▸ **What you need to do**: Among the entries, find each line that includes the string "small" and list it.
::::
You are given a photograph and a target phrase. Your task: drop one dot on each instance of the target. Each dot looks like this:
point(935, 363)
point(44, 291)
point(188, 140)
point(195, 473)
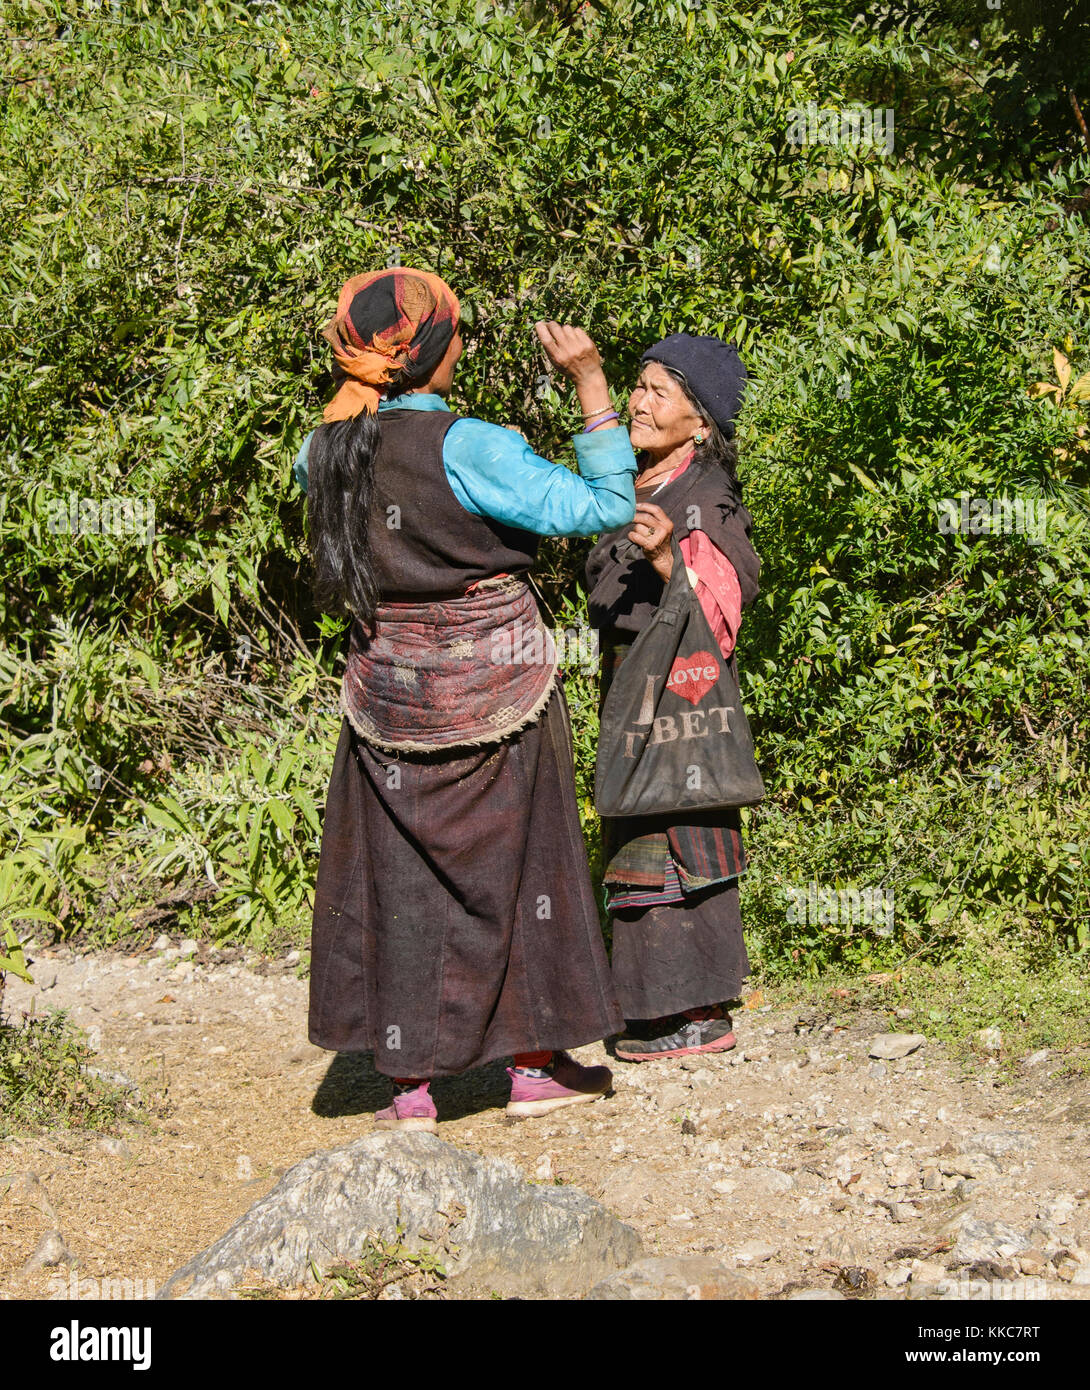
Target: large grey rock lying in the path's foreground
point(514, 1238)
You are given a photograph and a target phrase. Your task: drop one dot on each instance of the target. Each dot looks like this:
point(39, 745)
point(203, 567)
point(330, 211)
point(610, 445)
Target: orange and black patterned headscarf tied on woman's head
point(387, 320)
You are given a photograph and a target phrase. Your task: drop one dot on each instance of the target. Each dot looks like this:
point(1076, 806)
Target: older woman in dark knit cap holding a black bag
point(679, 956)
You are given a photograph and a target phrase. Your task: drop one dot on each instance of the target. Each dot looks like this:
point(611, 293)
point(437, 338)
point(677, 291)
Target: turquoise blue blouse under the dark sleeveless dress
point(494, 473)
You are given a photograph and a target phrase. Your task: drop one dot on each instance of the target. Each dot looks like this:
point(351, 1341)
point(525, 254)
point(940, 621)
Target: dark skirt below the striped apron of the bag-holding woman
point(679, 956)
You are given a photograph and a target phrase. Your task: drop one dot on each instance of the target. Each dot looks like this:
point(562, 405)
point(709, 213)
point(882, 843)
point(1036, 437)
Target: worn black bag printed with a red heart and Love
point(674, 735)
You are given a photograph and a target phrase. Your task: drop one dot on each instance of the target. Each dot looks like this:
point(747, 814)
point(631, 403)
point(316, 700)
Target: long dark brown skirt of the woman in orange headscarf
point(454, 913)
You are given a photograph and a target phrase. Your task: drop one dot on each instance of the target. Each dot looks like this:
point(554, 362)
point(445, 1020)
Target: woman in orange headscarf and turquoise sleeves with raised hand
point(454, 915)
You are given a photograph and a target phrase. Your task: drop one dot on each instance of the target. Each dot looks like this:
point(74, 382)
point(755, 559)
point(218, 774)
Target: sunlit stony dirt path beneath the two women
point(793, 1157)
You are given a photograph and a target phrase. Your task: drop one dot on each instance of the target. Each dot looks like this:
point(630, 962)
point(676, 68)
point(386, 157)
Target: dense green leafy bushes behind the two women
point(184, 194)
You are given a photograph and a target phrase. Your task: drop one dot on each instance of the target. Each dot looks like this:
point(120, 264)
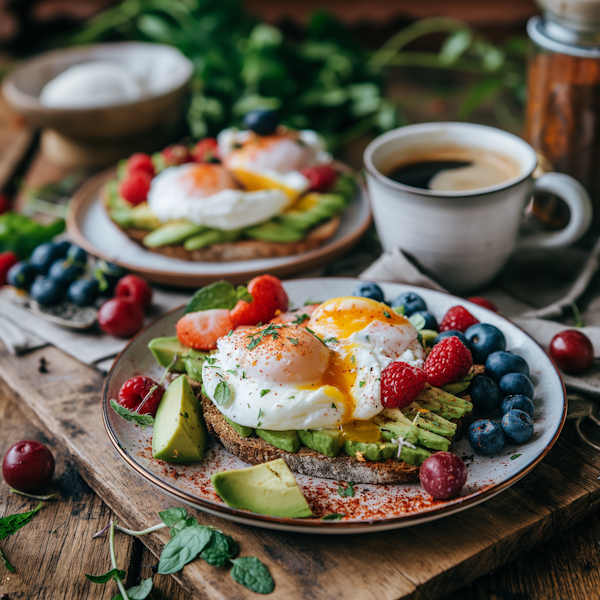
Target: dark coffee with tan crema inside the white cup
point(454, 169)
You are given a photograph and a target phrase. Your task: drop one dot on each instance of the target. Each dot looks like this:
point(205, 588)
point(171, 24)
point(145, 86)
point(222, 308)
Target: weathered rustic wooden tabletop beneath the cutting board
point(54, 551)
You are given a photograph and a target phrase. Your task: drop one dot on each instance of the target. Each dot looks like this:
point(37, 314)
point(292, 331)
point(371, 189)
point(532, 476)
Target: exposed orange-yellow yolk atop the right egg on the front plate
point(341, 317)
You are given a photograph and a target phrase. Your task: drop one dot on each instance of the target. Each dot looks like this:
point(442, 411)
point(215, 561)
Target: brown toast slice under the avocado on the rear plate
point(242, 249)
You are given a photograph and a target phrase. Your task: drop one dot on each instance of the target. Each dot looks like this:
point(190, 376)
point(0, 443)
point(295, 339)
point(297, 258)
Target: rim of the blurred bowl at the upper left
point(23, 100)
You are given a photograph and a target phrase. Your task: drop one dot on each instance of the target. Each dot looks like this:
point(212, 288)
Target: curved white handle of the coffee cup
point(580, 206)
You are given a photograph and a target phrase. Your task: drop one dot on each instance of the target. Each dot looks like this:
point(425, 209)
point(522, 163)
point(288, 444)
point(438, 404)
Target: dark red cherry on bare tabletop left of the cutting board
point(27, 466)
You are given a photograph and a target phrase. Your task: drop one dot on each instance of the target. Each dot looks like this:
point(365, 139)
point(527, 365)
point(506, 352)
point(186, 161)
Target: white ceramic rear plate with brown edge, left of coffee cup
point(92, 229)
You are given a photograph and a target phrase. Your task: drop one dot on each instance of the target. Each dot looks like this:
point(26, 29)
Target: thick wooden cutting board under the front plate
point(426, 561)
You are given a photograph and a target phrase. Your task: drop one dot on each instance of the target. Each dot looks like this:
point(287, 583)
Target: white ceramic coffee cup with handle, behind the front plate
point(464, 238)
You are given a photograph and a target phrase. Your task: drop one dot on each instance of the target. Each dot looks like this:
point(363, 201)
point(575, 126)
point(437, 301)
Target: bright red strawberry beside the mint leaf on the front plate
point(268, 296)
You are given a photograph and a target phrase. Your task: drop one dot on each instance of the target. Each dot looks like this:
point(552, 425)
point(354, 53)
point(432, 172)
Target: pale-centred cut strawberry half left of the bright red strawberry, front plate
point(202, 329)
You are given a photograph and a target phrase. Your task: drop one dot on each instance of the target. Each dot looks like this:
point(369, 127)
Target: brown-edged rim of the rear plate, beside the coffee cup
point(294, 263)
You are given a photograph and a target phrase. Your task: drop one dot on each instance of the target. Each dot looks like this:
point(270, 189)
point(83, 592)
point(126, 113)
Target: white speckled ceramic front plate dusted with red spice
point(374, 507)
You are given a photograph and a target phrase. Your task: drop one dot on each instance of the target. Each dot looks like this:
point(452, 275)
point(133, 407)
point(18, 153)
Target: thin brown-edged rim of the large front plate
point(319, 526)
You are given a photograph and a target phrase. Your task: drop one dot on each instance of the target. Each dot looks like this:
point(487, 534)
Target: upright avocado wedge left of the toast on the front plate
point(179, 431)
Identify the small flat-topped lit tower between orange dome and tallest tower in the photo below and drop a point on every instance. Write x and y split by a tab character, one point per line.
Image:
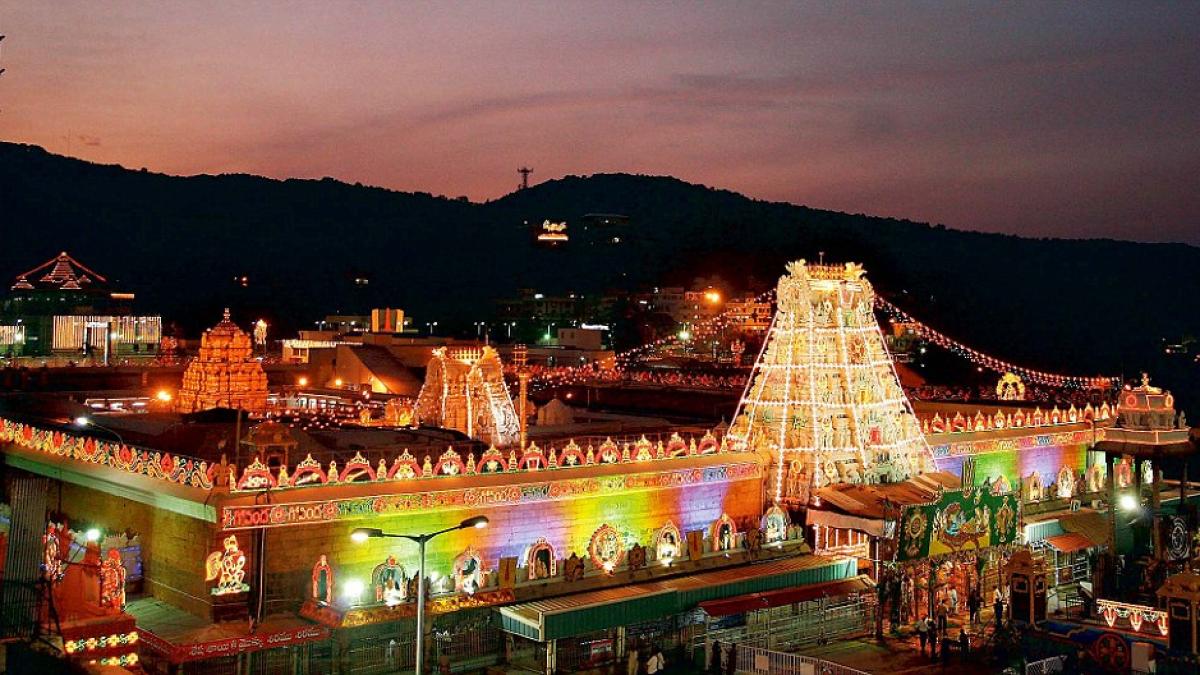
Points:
465	391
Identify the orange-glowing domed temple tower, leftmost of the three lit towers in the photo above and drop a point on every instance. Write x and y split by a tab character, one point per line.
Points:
226	373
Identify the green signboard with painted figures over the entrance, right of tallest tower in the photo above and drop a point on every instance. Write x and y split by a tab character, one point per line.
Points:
961	521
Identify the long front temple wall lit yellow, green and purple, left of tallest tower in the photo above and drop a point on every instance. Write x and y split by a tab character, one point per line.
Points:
568	524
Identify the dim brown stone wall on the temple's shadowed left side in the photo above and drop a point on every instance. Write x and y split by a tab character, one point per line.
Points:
173	546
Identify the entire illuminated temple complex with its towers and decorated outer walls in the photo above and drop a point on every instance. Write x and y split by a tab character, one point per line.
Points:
830	501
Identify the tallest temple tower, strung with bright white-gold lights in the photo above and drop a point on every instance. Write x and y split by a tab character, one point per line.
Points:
824	398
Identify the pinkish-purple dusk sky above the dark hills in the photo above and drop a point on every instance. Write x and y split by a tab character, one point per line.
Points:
1051	120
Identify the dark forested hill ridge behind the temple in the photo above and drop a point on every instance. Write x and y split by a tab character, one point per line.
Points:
1081	306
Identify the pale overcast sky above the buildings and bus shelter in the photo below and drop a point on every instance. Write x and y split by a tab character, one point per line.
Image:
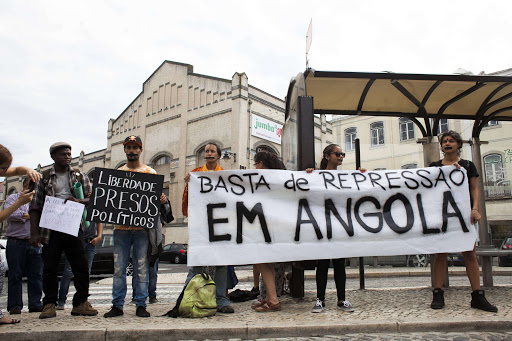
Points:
67	67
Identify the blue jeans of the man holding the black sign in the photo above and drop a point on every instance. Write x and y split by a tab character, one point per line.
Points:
123	241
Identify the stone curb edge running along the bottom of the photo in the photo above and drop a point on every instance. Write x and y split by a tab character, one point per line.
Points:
249	331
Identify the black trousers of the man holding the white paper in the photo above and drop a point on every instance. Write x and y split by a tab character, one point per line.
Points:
75	253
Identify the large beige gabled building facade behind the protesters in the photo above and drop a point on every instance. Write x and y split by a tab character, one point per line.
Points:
176	114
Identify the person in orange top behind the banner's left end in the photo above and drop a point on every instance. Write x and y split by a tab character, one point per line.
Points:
212	155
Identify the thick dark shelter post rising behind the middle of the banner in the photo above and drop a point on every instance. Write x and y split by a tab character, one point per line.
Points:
306	159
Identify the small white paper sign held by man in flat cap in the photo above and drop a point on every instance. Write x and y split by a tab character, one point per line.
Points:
60	216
::::
▸ **Answer to the exercise**:
Identify the small flat-topped lit tower between orange dome and tallest tower in the photo below and drop a point on every instance. Write x and y split by a tab character, one point per line.
Identify the small white paper sign held by man in flat cap in the photo above and drop a point on every instance. Write x and y split by a tab character, one point per line.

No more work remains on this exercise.